=== GIVEN RECORDS ===

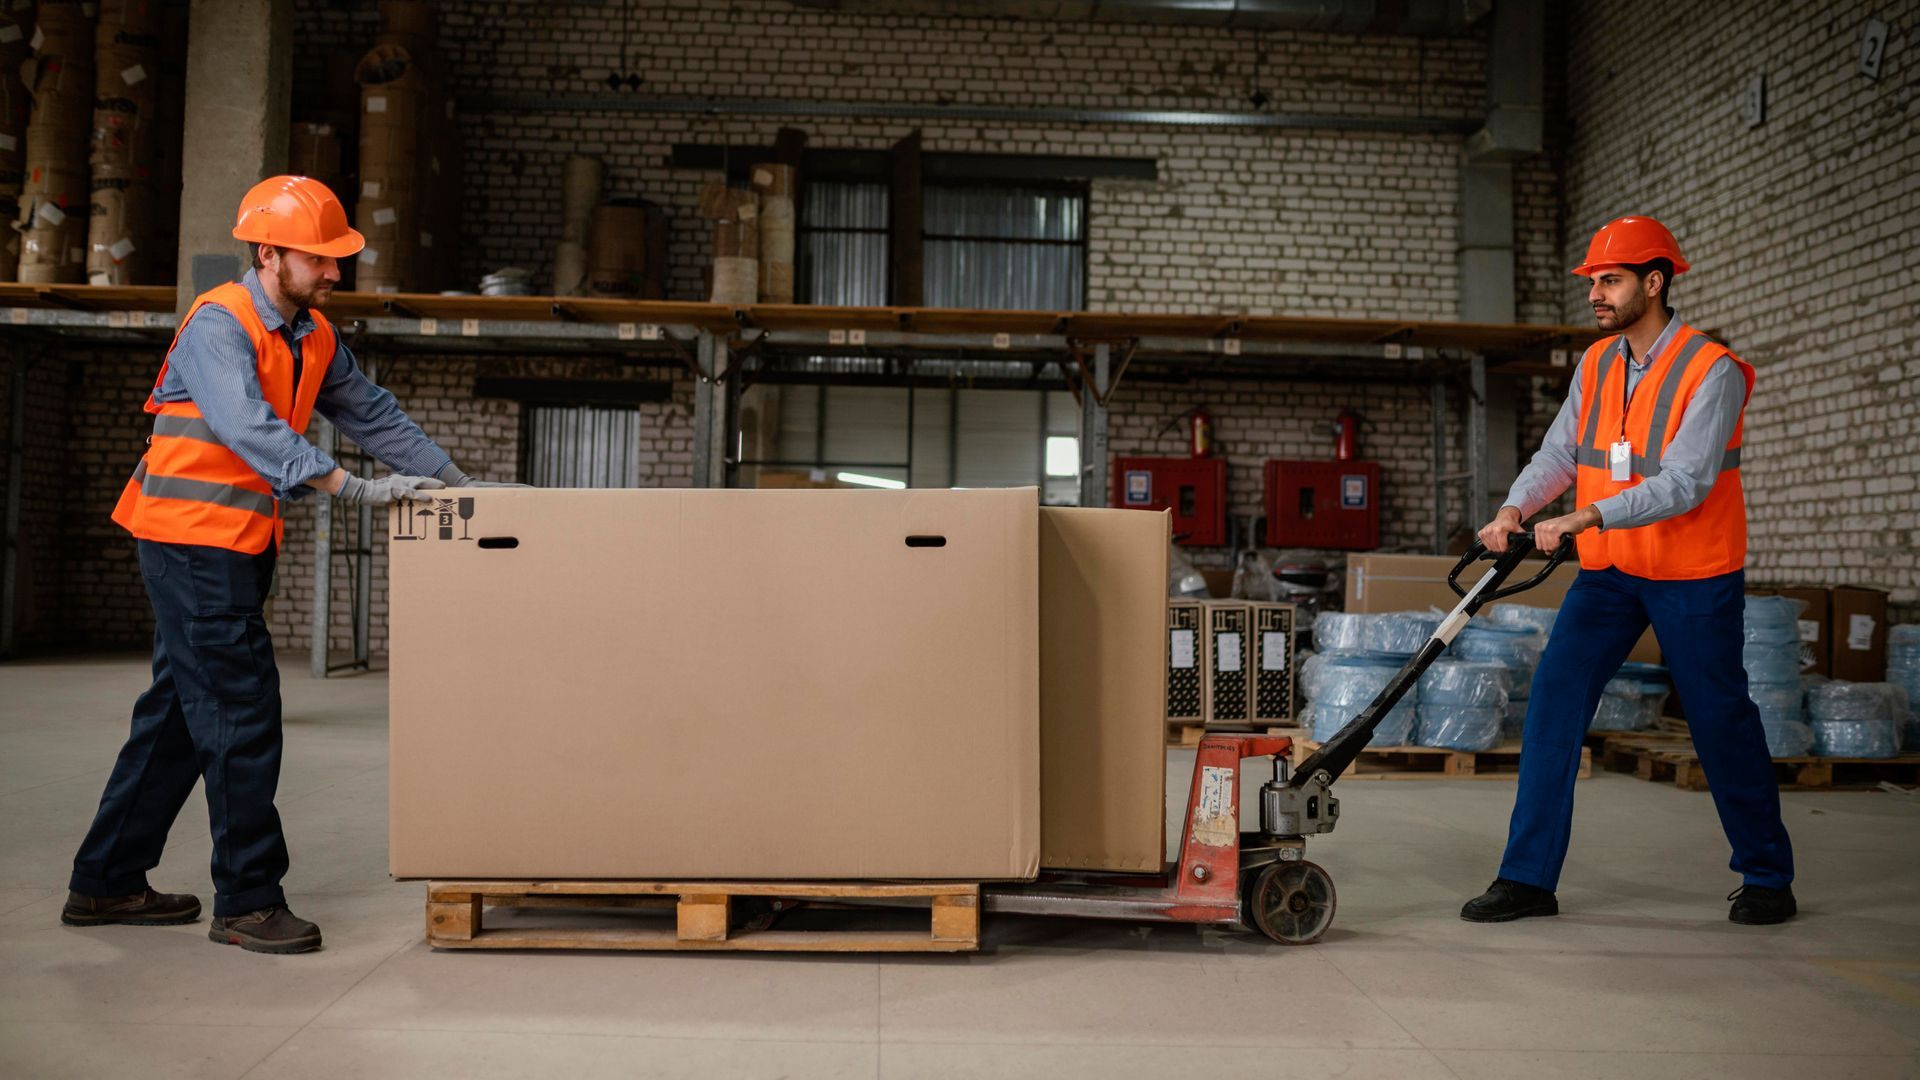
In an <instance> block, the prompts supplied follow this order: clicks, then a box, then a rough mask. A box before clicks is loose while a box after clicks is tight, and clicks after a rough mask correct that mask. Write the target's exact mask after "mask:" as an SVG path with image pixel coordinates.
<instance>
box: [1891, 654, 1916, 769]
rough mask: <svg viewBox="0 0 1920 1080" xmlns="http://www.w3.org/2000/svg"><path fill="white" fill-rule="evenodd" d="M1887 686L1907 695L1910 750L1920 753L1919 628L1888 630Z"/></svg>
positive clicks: (1908, 725) (1903, 741)
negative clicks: (1901, 691)
mask: <svg viewBox="0 0 1920 1080" xmlns="http://www.w3.org/2000/svg"><path fill="white" fill-rule="evenodd" d="M1887 682H1891V684H1895V686H1899V688H1901V690H1905V692H1907V734H1905V740H1903V742H1905V744H1907V749H1920V625H1912V623H1907V625H1899V626H1887Z"/></svg>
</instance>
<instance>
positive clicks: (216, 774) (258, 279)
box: [61, 177, 478, 953]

===

§ TASK REQUIREMENTS:
All of the data must be repeated exactly, except for the pictures.

§ PROBLEM SOLUTION:
In an <instance> block, the prompts supplied follow this order: clicks, then a box, then a rough mask. A box before clicks is loose while a box after clicks is tight, and clicks after a rough mask correct that mask. Write the target's exact mask after "mask:" as an SVG path with image pixel coordinates.
<instance>
box: [1891, 654, 1916, 769]
rough mask: <svg viewBox="0 0 1920 1080" xmlns="http://www.w3.org/2000/svg"><path fill="white" fill-rule="evenodd" d="M1887 686L1907 695L1910 750L1920 753L1919 628L1888 630Z"/></svg>
positive clicks: (1908, 725) (1903, 741)
negative clicks: (1901, 691)
mask: <svg viewBox="0 0 1920 1080" xmlns="http://www.w3.org/2000/svg"><path fill="white" fill-rule="evenodd" d="M1887 682H1891V684H1895V686H1899V688H1901V690H1905V692H1907V734H1905V740H1903V742H1905V744H1907V749H1920V625H1912V623H1907V625H1899V626H1887Z"/></svg>
</instance>
<instance>
positive clicks: (216, 774) (258, 279)
box: [61, 177, 478, 953]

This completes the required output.